### Aim of the exercise:
From the line containing "Objective — one point per instance of the weathered" down to the last line of the listing, quote everything word for word, and nothing else, keeping pictures out.

### Dataset content:
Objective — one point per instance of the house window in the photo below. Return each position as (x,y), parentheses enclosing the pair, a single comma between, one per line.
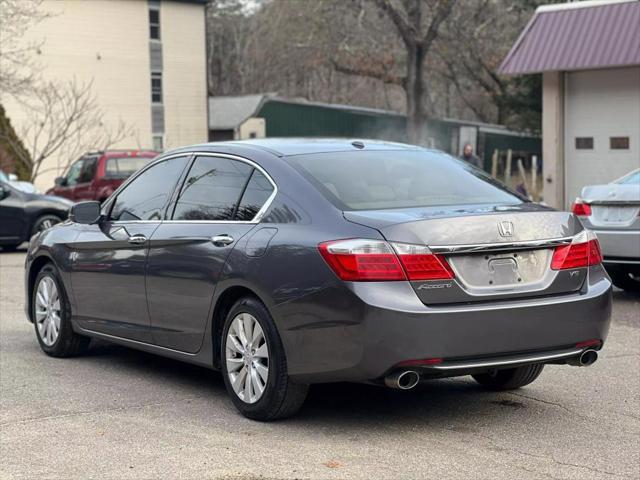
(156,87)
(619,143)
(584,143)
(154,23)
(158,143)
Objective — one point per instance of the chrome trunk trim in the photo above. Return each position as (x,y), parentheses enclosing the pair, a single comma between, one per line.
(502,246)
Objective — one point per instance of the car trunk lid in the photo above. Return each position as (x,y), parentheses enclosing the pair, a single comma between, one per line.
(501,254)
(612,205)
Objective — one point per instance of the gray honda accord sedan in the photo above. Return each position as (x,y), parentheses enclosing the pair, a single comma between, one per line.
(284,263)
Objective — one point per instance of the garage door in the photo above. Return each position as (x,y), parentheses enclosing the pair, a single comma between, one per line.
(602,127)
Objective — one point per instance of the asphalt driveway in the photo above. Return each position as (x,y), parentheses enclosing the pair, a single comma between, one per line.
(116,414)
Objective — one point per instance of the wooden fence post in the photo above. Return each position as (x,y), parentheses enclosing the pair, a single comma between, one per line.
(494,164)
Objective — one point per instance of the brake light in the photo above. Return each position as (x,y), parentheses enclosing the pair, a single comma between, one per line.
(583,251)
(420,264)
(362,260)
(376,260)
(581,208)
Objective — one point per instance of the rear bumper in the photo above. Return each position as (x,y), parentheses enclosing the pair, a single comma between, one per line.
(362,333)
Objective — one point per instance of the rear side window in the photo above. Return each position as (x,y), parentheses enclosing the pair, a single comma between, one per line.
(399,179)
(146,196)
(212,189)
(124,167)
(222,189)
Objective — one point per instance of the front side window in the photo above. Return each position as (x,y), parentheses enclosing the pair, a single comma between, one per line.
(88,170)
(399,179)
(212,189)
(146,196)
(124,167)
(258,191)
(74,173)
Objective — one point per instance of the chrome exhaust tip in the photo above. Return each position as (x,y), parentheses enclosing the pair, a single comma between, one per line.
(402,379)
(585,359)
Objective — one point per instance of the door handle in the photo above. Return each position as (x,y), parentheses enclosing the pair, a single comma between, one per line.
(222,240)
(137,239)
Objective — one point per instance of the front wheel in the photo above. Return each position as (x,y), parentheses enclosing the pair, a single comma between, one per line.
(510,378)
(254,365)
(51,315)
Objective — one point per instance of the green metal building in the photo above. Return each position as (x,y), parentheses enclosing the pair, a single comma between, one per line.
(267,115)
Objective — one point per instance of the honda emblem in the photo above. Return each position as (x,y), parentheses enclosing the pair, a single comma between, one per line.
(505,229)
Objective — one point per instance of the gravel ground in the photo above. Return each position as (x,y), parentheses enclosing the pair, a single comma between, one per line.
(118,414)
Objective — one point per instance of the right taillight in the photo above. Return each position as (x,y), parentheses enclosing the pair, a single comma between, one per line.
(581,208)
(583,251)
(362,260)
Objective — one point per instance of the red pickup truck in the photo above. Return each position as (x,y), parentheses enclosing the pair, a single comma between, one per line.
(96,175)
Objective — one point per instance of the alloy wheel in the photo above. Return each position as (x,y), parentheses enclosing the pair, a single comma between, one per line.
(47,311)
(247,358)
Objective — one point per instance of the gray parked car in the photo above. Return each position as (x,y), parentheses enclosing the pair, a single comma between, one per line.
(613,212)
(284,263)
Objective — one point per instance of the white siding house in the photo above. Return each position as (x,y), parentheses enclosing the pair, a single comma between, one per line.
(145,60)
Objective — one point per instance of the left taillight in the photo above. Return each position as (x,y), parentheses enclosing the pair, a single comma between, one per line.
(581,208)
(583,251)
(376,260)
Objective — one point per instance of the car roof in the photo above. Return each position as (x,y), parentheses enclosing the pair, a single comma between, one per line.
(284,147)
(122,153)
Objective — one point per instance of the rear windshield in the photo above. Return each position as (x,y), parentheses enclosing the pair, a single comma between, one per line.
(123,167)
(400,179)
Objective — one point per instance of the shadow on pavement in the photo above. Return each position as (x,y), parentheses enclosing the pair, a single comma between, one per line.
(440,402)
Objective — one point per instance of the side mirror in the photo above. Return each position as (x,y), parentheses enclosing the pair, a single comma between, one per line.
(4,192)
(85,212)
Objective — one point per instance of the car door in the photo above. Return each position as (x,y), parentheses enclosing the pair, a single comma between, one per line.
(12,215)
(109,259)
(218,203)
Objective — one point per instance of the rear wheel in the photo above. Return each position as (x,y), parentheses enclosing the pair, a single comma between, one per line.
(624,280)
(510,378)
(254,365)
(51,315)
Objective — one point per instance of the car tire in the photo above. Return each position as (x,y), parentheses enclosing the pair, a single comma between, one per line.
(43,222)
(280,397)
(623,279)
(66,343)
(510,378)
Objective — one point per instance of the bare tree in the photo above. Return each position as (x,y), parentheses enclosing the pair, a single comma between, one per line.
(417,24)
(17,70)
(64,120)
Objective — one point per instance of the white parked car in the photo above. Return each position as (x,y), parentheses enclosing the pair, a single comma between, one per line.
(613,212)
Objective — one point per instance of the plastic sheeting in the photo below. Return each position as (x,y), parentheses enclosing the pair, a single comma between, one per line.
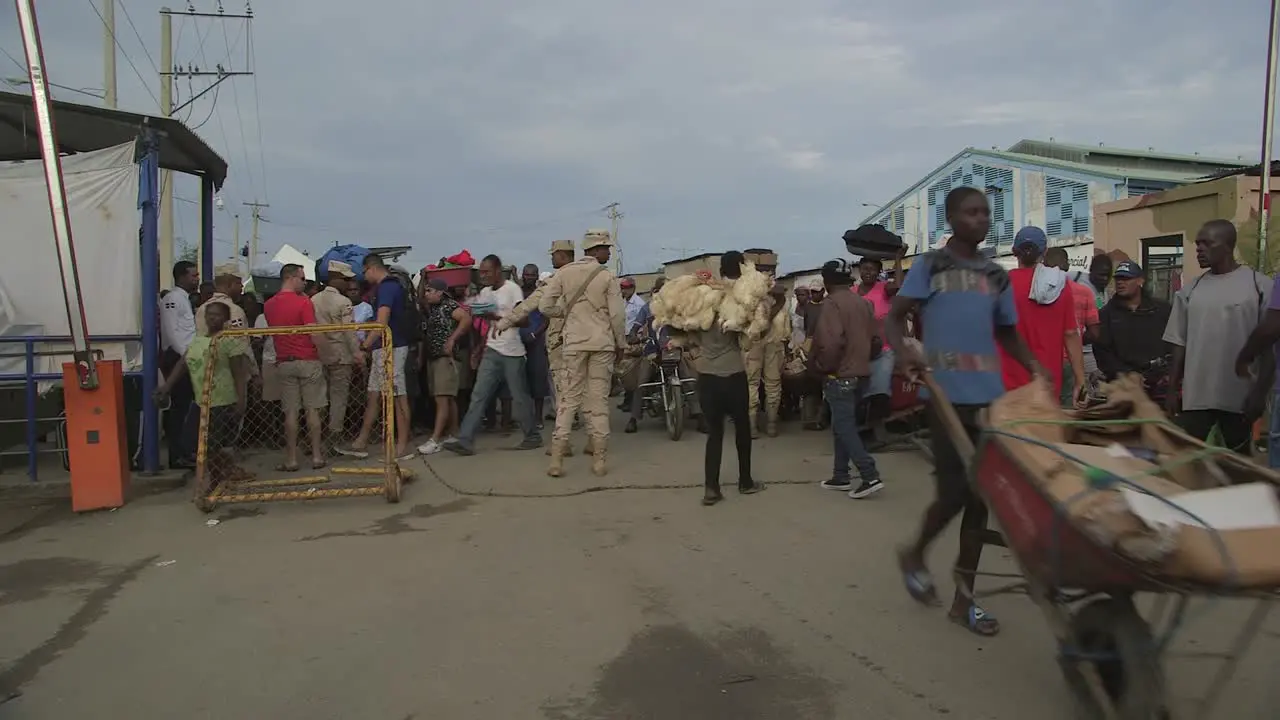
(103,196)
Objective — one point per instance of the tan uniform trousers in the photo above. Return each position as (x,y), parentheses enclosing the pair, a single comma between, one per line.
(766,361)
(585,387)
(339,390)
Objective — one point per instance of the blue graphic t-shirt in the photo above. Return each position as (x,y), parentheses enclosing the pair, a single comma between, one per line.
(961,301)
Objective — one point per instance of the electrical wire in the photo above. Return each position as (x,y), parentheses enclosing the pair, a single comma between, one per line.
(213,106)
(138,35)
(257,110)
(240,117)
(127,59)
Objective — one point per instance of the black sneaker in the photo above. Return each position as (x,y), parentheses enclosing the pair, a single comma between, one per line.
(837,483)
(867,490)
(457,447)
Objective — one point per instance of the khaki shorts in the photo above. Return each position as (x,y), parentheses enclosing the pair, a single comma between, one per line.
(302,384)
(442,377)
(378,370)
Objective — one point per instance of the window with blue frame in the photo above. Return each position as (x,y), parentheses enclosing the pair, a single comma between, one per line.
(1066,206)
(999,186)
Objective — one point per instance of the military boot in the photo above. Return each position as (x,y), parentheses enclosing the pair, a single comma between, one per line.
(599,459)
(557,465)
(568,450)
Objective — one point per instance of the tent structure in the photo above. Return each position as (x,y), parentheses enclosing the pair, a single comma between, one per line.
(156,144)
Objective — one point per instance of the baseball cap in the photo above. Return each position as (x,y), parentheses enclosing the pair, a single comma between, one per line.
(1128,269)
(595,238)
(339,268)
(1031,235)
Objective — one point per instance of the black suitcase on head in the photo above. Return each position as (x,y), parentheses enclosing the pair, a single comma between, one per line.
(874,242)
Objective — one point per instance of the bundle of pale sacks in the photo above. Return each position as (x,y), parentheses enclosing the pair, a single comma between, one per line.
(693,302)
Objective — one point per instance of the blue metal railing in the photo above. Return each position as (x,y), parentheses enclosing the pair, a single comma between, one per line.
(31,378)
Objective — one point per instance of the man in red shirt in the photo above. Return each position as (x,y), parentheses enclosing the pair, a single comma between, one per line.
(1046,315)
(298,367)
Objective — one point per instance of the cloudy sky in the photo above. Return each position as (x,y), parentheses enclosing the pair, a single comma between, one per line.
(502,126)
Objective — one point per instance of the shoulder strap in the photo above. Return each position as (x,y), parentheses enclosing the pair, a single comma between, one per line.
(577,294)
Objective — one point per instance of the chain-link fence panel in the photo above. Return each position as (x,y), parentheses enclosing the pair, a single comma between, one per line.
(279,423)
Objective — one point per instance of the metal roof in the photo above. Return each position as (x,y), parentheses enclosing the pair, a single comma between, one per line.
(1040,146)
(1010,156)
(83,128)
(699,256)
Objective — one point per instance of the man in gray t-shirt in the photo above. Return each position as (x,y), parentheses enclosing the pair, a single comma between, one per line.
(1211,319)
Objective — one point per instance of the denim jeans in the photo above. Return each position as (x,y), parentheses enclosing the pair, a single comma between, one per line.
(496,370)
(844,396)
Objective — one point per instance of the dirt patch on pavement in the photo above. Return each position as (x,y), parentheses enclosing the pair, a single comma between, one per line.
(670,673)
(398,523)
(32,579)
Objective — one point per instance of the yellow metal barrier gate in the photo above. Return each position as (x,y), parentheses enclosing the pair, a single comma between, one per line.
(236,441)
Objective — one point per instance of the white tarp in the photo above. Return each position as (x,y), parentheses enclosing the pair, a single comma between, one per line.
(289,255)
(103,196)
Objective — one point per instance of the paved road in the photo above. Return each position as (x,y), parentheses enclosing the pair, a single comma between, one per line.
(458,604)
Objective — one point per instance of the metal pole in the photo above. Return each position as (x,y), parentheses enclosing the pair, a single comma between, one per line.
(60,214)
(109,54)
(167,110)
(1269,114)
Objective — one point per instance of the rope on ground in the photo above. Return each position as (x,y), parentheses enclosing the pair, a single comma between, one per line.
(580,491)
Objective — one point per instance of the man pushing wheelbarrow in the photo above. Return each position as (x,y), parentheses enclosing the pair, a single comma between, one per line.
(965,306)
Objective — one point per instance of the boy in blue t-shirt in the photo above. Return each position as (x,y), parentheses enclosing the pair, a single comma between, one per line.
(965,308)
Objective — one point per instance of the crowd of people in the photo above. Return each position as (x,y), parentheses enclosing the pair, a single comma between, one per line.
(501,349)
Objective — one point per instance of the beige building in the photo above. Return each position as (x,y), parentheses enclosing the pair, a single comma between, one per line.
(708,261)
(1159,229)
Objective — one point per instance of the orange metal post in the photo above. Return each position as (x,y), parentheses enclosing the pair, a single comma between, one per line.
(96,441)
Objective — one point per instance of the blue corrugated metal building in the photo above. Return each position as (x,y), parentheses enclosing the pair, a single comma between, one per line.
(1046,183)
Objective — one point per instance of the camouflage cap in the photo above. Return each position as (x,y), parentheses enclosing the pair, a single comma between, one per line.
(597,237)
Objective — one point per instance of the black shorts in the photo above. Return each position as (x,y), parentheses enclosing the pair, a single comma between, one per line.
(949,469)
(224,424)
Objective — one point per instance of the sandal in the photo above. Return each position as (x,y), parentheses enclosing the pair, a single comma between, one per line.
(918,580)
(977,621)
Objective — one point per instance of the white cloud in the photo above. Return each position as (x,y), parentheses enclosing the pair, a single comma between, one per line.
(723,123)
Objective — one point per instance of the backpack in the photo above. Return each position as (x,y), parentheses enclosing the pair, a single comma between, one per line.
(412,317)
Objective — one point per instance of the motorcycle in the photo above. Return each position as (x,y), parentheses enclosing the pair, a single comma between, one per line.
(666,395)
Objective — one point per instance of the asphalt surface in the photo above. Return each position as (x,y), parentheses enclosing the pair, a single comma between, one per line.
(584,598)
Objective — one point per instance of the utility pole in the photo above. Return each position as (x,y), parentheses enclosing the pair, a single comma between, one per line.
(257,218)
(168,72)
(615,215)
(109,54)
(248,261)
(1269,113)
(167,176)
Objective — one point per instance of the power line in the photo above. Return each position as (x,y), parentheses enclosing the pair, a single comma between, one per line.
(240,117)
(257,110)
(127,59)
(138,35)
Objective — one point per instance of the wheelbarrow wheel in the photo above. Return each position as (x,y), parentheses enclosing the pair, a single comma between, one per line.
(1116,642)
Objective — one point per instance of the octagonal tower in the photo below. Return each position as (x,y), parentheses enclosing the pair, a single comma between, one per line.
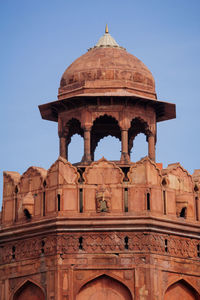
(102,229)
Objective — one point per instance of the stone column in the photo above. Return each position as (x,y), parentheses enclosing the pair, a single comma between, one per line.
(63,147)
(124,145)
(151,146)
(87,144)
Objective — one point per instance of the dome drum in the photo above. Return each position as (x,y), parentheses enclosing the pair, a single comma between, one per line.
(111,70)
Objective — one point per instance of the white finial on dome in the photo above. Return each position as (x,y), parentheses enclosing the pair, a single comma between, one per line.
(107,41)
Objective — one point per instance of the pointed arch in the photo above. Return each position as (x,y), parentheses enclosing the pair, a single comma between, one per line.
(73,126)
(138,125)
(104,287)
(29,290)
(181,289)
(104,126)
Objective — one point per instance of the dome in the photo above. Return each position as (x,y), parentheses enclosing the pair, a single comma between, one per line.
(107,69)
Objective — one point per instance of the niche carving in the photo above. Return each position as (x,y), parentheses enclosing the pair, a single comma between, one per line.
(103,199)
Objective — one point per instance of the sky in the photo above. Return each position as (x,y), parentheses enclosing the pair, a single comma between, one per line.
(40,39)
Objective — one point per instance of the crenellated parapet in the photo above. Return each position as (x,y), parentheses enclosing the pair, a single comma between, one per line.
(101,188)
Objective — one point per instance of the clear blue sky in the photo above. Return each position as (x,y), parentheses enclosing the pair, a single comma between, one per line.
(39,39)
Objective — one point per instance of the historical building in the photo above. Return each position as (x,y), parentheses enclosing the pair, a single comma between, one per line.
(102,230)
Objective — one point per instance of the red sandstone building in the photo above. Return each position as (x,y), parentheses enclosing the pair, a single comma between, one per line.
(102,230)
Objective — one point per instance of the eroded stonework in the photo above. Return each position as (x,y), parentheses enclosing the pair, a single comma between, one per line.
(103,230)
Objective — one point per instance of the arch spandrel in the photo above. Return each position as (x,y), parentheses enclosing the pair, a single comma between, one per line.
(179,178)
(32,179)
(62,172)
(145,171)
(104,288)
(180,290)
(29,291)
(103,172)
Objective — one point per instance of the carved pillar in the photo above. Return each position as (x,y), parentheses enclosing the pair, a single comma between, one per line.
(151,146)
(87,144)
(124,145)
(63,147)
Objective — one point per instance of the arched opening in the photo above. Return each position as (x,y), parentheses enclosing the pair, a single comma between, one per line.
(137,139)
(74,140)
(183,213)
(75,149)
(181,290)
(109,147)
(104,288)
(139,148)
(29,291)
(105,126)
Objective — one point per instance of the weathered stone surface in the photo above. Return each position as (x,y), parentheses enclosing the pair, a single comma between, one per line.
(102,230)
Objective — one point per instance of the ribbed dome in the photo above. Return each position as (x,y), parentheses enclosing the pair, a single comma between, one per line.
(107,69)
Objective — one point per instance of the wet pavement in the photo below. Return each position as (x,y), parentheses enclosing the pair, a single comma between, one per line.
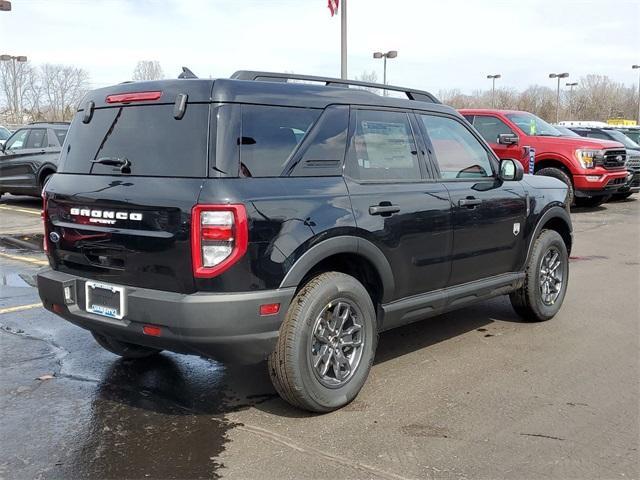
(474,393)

### The solution:
Objective — one point per instance of the weathered stone surface in the photo above. Return each position as (x,y), parentheses enclosing the pair, a single comma between, one per line.
(102,230)
Objective — one point per instance of the ribbed dome in the photo above. Return each position as (x,y), parentheses enclosing the pair, a single comma between, one per line.
(107,69)
Objective — one point per instance of the wet pavement in the photo below. Return each position as (x,y), parentheses enclosing the pair, a single comma between, one per line.
(474,393)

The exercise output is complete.